_To do:_
Format every line of the items below as a JSON list of strings, one string per line, with blank lines omitted.

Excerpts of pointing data
◆ ◆ ◆ ◆ ◆

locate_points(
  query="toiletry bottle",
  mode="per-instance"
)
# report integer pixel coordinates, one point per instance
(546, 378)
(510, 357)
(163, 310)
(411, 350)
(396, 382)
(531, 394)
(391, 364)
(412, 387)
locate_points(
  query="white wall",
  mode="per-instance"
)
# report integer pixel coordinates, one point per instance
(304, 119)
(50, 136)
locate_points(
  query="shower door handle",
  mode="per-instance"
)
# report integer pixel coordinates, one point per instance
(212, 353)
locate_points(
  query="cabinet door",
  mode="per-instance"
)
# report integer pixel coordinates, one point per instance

◆ ◆ ◆ ◆ ◆

_Response to this exercise:_
[
  "locate_points(",
  "  query=\"toiletry bottle\",",
  "  mode=\"per-instance\"",
  ")",
  "# report integer pixel coordinates, one point per instance",
  "(546, 378)",
  "(510, 357)",
  "(163, 310)",
  "(411, 350)",
  "(396, 382)",
  "(531, 394)",
  "(391, 364)",
  "(412, 387)",
  "locate_points(",
  "  query=\"white wall\",",
  "  mode=\"per-instance\"",
  ")",
  "# report integer pixel coordinates, one point per instance",
  "(304, 119)",
  "(50, 136)",
  "locate_points(",
  "  query=\"shower door handle\",",
  "  mode=\"per-instance\"",
  ")",
  "# report integer pixel coordinates, one point per instance",
  "(212, 353)",
  "locate_points(",
  "  query=\"cabinet door\",",
  "  mode=\"per-instance\"",
  ")",
  "# report integer pixel coordinates, one point per instance"
]